** RECORDS SHOWN **
* * * *
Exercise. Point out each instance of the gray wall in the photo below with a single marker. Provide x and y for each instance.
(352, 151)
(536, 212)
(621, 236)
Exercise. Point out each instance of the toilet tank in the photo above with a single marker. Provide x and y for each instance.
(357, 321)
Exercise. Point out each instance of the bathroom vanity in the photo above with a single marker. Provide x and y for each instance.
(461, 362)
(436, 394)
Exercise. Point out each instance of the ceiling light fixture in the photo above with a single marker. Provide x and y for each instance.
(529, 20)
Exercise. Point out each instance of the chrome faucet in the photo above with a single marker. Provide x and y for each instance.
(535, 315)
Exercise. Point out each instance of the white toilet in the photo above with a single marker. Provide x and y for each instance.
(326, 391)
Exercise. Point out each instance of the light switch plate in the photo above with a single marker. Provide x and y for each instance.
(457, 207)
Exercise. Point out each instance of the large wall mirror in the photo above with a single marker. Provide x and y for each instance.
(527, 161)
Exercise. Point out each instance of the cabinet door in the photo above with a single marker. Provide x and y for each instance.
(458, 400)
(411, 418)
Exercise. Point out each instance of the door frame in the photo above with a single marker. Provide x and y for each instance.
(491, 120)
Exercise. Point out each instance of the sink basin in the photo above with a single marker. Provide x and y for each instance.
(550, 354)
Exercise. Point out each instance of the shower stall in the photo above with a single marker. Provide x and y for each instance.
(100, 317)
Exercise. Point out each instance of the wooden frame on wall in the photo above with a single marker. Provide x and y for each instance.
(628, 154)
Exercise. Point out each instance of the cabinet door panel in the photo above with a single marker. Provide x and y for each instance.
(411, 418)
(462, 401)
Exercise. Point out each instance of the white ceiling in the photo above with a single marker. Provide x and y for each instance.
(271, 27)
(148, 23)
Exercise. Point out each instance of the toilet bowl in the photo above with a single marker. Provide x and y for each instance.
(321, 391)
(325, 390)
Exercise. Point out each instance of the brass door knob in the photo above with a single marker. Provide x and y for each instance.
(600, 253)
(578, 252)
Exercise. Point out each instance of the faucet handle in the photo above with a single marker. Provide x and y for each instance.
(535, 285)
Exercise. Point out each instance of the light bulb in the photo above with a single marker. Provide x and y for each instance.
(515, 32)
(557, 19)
* * * *
** ACTION ITEM **
Set down the entire listing above again, word for word.

** SOLVED PROBLEM **
Exercise. Point out each instance of the gray wall in the photo below with a single marker. Provide x and y for each instance.
(352, 151)
(536, 212)
(621, 236)
Exercise. Point out each instance of the toilet tank in the photo above with a single marker. Provide x and y for each instance.
(357, 321)
Exercise. Point out each instance of the bathroom vanity in the photo above with a single marker. Provide x and y for each instance.
(461, 362)
(436, 394)
Exercise. Point out each instance of the ceiling light fixture in the photo above with a single marker. Provide x and y for each instance.
(529, 20)
Exercise. Point out each instance of the chrome faucet in the photo above with a single marker. Provide x and y for each instance.
(535, 315)
Exercise. Point out each instance of the white toilet in the photo above with a single marker. Provide x and y for each instance.
(326, 391)
Exercise. Point out each instance of the light switch plate in the photo above with a single marker. Provide x and y for each instance.
(457, 207)
Exercise. Point out each instance of the large wall mirror in the photo above with a single marker. Provide x and y for each instance.
(527, 161)
Exercise. Point out each instance of the cabinet door in the photo above with a single marker. Provide x and y for each instance.
(458, 400)
(411, 418)
Exercise. Point out each instance of the door frame in the photo above with a single marker. Provide x and y for each instance.
(491, 120)
Exercise. Point out each instance of the sink basin in the photo above with a single marker. Provide x and y for each instance.
(550, 354)
Exercise. Point out each instance of the shower stall in the photo above with a single marker. Provide x and y for each instance.
(100, 317)
Exercise. Point out each instance of the wooden frame on wall in the photo above with a single marker. Provide x and y for each instance.
(628, 154)
Exercise. Point out each instance of the cabinet door panel in the photo above with a single marker. Provide x and y for each instance.
(411, 418)
(462, 401)
Exercise. Point out each instance of the white ceiling in the photo above with a single marker. Provide x and y for each instance.
(271, 27)
(148, 23)
Exercise. Point out each instance of the toilet bowl in the photo above with a single marker. Provide x and y for each instance.
(321, 391)
(325, 390)
Exercise. Point out each instance of the brass door knob in the photo above with a single marker. Provide x and y for each instance.
(600, 253)
(578, 252)
Exercise. Point out each instance of the faucet handle in the photo above with a single marker. Provide x and y for each instance.
(535, 285)
Exercise. Point out each instance of the light bulb in the photo above with a single marker. Provide x and y for each instance.
(515, 32)
(557, 19)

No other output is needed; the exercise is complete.